# Exercise inputs start

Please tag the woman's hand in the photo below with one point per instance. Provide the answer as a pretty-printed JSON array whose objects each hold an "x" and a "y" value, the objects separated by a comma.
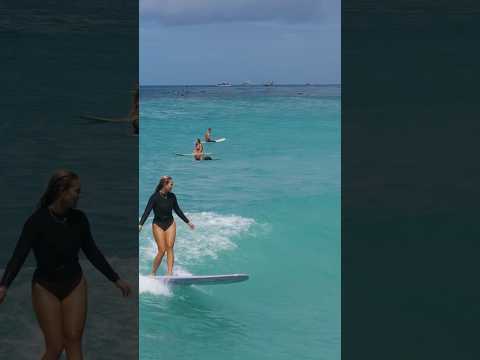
[
  {"x": 3, "y": 293},
  {"x": 124, "y": 287}
]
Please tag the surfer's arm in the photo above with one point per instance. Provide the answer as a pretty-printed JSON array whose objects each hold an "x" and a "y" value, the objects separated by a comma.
[
  {"x": 93, "y": 254},
  {"x": 148, "y": 210},
  {"x": 179, "y": 211}
]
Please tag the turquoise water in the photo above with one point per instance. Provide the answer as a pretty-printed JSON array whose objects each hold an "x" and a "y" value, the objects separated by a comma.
[{"x": 270, "y": 207}]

# Exercise inputs end

● **Work to do**: Rewrite the lines of the listing from the one containing "Please tag the turquoise" through the end, inclusive, replacing "tag" with "mark" and leaving everything else unchanged.

● **Reply to the task**:
Please mark the turquoise water in the photo above with one point per instance. Provide the answer as a pretty-printed JSON array whose objects each hold an "x" and a "y" value, the objects separated by a comma.
[{"x": 270, "y": 207}]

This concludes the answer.